TASK REQUIREMENTS: Copy out each line of the data below in which "before" appears.

* * *

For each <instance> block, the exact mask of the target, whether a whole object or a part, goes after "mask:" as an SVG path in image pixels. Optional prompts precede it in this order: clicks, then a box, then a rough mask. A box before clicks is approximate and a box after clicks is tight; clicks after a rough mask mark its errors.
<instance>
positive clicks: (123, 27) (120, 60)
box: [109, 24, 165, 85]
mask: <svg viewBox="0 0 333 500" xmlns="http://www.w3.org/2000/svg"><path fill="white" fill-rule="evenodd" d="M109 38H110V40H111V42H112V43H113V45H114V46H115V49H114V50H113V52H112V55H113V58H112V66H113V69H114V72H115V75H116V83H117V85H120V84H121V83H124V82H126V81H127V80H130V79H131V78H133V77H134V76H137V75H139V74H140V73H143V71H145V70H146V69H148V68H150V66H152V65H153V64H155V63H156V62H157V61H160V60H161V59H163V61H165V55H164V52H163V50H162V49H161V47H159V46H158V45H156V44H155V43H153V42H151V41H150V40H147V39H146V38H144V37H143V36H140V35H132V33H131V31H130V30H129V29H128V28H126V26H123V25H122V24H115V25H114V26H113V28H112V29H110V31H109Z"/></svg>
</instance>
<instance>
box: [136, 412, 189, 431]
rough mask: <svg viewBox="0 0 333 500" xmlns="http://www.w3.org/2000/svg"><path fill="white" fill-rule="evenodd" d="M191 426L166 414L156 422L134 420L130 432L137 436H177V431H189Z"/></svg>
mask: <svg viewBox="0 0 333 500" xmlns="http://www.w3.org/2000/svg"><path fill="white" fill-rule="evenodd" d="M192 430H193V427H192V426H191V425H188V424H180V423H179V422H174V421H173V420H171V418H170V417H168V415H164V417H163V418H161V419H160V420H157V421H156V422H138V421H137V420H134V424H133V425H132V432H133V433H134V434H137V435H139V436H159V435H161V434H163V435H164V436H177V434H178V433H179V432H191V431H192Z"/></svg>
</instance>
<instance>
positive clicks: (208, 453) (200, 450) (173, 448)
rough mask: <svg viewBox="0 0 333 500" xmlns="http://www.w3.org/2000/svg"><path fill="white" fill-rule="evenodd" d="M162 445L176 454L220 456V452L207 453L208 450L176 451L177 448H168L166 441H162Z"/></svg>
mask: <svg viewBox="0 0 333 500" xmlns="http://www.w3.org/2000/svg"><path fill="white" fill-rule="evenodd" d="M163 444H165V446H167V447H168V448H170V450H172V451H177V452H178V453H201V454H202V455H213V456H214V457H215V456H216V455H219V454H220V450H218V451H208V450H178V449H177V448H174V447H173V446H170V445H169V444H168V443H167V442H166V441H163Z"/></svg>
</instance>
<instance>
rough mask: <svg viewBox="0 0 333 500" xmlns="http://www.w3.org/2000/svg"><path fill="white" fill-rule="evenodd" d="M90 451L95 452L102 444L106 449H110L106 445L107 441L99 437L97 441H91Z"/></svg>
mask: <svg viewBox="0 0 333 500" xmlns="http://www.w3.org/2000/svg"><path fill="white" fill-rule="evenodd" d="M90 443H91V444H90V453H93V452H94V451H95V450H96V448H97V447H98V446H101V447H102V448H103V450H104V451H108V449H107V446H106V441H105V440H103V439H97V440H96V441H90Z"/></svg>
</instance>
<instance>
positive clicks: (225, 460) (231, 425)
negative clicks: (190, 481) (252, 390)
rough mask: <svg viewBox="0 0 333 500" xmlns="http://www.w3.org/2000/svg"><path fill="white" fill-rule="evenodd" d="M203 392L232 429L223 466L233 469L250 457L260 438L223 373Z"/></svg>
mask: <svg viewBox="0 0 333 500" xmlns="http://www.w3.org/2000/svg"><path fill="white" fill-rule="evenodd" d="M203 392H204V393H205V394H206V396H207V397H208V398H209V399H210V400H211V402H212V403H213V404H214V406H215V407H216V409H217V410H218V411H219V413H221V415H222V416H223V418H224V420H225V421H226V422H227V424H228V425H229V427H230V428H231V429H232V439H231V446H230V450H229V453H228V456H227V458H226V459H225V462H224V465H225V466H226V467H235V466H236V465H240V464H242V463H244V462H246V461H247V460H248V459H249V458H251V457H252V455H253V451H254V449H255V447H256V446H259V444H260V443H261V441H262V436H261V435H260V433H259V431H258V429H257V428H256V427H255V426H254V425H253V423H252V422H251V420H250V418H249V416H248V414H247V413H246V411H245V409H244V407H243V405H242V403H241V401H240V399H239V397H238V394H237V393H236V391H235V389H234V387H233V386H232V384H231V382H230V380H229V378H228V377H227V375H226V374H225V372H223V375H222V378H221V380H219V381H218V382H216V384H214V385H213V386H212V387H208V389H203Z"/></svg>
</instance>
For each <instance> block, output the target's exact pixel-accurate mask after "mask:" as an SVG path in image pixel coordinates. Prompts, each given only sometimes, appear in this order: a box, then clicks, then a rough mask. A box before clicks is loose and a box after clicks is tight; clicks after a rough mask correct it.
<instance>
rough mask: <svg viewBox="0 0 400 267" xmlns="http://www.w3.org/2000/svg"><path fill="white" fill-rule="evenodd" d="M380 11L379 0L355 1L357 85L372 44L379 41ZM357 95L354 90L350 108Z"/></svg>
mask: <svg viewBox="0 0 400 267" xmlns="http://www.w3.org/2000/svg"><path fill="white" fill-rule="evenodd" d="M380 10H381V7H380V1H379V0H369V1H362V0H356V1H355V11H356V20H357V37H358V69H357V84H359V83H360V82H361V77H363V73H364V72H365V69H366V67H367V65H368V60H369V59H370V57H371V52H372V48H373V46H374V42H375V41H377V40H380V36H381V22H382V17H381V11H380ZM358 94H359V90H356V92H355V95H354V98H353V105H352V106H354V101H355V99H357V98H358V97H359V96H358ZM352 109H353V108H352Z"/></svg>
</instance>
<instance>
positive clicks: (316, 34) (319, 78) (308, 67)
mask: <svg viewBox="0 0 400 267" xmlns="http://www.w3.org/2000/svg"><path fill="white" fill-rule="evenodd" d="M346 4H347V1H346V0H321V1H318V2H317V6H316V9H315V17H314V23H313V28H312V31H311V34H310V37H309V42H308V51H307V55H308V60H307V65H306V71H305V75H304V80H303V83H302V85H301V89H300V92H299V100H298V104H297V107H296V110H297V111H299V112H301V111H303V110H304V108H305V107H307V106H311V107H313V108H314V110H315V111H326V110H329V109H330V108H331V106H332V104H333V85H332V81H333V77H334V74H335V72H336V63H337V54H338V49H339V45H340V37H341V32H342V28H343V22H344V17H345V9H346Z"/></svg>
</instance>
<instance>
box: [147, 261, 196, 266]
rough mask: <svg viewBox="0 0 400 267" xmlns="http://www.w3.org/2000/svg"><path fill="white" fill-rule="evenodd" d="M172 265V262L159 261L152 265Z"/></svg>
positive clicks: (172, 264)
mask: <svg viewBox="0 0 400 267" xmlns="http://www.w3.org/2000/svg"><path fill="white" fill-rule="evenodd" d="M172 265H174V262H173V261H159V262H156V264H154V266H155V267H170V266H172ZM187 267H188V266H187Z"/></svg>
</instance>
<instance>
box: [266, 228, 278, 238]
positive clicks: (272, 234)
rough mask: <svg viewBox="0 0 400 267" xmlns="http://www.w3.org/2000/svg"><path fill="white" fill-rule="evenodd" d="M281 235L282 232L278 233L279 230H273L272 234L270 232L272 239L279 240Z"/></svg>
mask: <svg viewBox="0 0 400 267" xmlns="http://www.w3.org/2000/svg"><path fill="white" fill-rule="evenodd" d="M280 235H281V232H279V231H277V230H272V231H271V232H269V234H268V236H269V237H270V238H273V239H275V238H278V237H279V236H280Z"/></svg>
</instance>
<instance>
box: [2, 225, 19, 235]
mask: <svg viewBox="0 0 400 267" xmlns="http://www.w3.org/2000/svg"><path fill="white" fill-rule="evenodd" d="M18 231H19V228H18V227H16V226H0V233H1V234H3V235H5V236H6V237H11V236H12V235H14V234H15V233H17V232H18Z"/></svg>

* * *

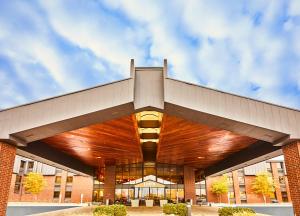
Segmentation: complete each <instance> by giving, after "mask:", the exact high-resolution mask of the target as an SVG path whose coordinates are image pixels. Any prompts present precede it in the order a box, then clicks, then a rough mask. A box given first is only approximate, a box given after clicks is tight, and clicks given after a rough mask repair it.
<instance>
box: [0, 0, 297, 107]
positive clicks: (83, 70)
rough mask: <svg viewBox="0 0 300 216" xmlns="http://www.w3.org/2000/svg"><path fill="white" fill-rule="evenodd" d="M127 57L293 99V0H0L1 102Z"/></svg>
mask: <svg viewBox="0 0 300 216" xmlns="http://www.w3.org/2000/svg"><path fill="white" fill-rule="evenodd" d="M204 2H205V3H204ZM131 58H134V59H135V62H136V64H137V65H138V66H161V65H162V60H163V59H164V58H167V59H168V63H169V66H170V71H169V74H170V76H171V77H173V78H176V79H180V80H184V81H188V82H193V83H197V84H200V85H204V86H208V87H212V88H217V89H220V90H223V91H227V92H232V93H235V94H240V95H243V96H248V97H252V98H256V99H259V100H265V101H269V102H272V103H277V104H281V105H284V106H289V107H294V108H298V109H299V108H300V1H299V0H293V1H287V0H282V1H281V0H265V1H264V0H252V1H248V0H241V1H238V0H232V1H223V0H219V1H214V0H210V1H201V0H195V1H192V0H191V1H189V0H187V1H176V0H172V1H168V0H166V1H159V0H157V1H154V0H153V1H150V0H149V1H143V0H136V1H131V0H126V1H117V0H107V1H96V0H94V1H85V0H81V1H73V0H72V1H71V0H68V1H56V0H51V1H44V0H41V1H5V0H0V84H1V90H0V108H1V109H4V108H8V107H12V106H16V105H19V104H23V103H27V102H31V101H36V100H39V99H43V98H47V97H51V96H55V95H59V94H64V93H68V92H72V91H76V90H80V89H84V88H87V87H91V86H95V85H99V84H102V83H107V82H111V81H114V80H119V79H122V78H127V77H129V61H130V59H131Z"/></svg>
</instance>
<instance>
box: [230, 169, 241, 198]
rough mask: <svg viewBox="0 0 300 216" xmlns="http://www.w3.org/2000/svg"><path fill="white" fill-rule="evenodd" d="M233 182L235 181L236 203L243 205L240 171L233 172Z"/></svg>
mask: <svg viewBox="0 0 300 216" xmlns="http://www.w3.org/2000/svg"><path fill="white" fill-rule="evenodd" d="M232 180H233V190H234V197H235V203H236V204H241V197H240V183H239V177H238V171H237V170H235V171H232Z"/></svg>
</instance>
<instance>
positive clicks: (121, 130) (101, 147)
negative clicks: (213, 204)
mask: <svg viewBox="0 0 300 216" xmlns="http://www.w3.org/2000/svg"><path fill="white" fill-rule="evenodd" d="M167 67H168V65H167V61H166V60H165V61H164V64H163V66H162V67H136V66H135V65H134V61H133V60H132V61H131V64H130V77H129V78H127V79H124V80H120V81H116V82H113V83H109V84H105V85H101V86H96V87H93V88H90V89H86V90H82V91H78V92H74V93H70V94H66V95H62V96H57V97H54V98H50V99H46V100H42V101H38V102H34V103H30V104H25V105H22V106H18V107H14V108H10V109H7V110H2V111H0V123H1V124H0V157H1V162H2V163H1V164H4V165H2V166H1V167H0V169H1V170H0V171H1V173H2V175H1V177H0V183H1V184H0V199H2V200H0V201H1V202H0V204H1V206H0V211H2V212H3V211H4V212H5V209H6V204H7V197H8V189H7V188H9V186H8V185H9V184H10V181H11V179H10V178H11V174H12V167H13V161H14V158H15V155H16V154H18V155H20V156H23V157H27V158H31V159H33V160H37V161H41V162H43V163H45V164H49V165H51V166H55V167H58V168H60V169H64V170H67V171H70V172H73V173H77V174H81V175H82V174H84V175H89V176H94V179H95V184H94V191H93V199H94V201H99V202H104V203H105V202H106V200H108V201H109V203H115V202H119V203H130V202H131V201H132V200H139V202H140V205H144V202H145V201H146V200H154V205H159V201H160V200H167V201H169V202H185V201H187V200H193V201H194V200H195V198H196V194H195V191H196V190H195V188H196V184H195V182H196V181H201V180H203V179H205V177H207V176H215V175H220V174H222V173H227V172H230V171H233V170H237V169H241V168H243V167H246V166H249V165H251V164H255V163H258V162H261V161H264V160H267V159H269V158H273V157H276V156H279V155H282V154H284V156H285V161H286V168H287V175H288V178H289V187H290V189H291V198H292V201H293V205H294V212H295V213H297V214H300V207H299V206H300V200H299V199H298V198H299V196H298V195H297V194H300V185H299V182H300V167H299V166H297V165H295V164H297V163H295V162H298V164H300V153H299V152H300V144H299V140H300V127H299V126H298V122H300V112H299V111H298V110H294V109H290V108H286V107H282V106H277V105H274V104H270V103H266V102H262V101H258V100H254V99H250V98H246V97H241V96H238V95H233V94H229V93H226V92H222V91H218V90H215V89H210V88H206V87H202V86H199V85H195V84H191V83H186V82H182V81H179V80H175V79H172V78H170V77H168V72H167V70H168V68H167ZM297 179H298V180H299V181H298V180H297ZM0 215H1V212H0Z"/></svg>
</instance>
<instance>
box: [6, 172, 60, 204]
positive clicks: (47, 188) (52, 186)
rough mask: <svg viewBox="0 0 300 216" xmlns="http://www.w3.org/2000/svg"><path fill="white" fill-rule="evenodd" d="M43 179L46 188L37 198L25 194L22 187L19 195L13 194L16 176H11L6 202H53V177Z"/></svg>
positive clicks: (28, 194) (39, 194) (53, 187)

* * *

EXERCISE SOLUTION:
For each <instance> block, the exact mask of the target, whether a whole object or a part, goes after "mask:" as an SVG path in image pixels. Optional prompts precede it in this order: clicks, then a box, then a rough mask. A box before clicks is approximate and a box after clicks is tight; clicks after a rough mask mark its errors.
For each <instance> block, output the target's exact pixel-accurate mask after "mask:" as an SVG path in image pixel coordinates. Prompts, each given only sometimes, appear in this order: a box, then clicks, then a rough mask. A box before clicks is loose and a box after clicks is tight; clicks after a rough mask correct it.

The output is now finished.